::: Provided information
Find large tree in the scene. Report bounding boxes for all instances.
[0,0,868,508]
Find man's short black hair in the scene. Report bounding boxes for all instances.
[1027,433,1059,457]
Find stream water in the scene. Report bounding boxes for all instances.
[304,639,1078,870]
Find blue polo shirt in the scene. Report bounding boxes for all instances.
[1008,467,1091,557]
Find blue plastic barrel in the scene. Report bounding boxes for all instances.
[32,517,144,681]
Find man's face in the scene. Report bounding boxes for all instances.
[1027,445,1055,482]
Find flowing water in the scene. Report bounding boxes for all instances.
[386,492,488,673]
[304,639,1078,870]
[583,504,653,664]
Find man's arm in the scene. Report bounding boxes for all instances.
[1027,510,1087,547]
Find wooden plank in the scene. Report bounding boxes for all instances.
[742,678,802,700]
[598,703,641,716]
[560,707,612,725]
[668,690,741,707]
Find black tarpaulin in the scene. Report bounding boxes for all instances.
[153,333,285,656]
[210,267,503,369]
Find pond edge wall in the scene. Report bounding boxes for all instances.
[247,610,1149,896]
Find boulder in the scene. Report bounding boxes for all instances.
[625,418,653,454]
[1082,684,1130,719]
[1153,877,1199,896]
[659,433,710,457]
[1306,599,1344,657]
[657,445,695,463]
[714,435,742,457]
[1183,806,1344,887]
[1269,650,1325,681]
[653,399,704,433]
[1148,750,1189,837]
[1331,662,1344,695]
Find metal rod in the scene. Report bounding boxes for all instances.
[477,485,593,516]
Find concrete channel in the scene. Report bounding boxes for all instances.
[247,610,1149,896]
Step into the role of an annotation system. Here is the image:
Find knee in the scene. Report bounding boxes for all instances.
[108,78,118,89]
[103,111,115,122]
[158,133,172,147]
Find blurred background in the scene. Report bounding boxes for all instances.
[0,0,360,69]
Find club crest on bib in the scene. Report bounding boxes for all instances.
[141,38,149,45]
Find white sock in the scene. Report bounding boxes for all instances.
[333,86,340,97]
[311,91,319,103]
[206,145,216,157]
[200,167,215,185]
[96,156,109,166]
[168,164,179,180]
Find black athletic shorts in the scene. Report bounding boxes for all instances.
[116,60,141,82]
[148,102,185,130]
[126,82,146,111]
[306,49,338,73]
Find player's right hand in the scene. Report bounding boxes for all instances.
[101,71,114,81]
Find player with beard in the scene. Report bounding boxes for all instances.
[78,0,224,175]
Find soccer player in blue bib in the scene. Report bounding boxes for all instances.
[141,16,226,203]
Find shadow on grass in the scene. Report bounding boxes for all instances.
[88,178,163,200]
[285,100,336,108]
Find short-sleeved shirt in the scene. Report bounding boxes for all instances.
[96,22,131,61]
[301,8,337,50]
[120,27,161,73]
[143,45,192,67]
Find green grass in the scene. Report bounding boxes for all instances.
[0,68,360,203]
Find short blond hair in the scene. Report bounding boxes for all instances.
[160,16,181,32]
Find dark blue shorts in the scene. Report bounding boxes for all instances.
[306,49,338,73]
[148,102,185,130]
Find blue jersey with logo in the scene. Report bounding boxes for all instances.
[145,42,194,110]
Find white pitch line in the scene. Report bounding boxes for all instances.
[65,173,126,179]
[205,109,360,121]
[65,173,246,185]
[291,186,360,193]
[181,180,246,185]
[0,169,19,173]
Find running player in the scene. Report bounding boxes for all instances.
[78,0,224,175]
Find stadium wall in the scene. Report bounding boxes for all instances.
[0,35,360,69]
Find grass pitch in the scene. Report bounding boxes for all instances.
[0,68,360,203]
::::::
#### Stated goal:
Rewrite the entries above, changing each "in the scene" to "in the frame" and leaving everything else unchanged.

#### Output of the task:
Find large tree in the frame. Report bounding boxes for all instances.
[0,0,868,508]
Find man's short black hair in the frame. Report bounding boxes for all instances.
[1027,433,1059,457]
Find stream water in the frame. Report bounding boxes for all instances.
[304,639,1078,870]
Find blue polo shirt in the frame. Report bounding boxes for all instances.
[1008,467,1091,557]
Find blue plastic barrel in the frame. Report bounding boxes for all instances.
[32,517,144,681]
Find man's face in the frame. Report bounding boxes for all instances.
[1027,445,1055,482]
Find flowing water in the frame. Report bounding boxes for all instances.
[386,492,488,673]
[304,639,1078,870]
[583,504,653,664]
Find man's arm in the frame. Report bounding boxes for all instances.
[1027,510,1087,547]
Find wooden plank in the frame. Report bounding boxes for all instances.
[742,678,802,700]
[598,703,641,716]
[560,707,612,725]
[668,690,741,707]
Find black tarpaulin in the frame. Report bounding boxes for all instances.
[153,333,285,656]
[210,267,503,369]
Find pond edge wall in the frame. Report bounding boxes for all instances.
[247,610,1149,896]
Find boulder in the frame. Report bounding boxes for all instances.
[625,418,653,454]
[1082,684,1130,719]
[1153,877,1199,896]
[659,433,710,457]
[1306,599,1344,657]
[657,445,695,463]
[714,435,742,457]
[1183,806,1344,887]
[1269,650,1325,681]
[653,399,704,433]
[1148,750,1189,837]
[1331,662,1344,695]
Find metal rod in the frame. Report bounding boxes for all instances.
[477,485,593,516]
Find concrete channel in the frame. Report bounding boxes for all instances.
[247,610,1149,896]
Step into the role of an annotation system. Here is the image:
Find knee in the frame. Report bounding boxes for all instances.
[108,78,118,89]
[103,111,115,122]
[158,133,172,147]
Find blurred background in the frame. Report bounding boxes for all instances.
[0,0,360,69]
Find club crest on bib in the frame. Report bounding boxes for all instances.
[141,38,149,45]
Find white sock in the frame. Report bounding boxes for all instances.
[333,86,340,97]
[311,91,319,103]
[206,145,216,157]
[200,167,215,185]
[96,156,109,166]
[168,164,179,180]
Find black athletic shorts in the frame. Report bounding boxes for all instances.
[116,60,141,82]
[148,102,185,130]
[126,82,146,111]
[306,49,338,73]
Find player's right hand in the frame. Report bounding boxes for all instances.
[101,71,114,81]
Find player with beard in the frame. Report bounding boxes for all instances.
[78,0,224,175]
Find soccer player in blue bib in the frame. Report bounding boxes for all instances.
[141,16,226,203]
Find shadow on grass in the frame. Report bounding boxes for all instances.
[88,178,163,200]
[285,100,336,108]
Find short-sleeved shirt in the frame. Report bounding boxes for all instances.
[96,22,131,61]
[301,8,337,50]
[120,27,161,73]
[143,45,192,67]
Find green grass in the frame. Report bounding boxes for all instances.
[0,68,360,203]
Find short blond hair in the frame. Report bounding boxes for all instances.
[160,16,181,32]
Find dark blue shorts in the frame. Report bounding boxes for all instances.
[306,49,338,73]
[148,102,185,130]
Find blue jersey with logo in the frame. Report bounding boxes for all instances.
[145,42,194,110]
Find white pitch line in the frame. Report bounding boxes for all instances.
[65,173,126,179]
[205,109,360,121]
[65,173,246,185]
[291,186,360,193]
[181,180,246,185]
[0,169,19,173]
Find running player in the frame. Report bounding boxes for all instances.
[78,0,224,175]
Find stadium wall in the frame. Report bounding boxes for all instances.
[0,35,360,69]
Find grass pitch in the frame. Report bounding boxes for all instances.
[0,68,360,203]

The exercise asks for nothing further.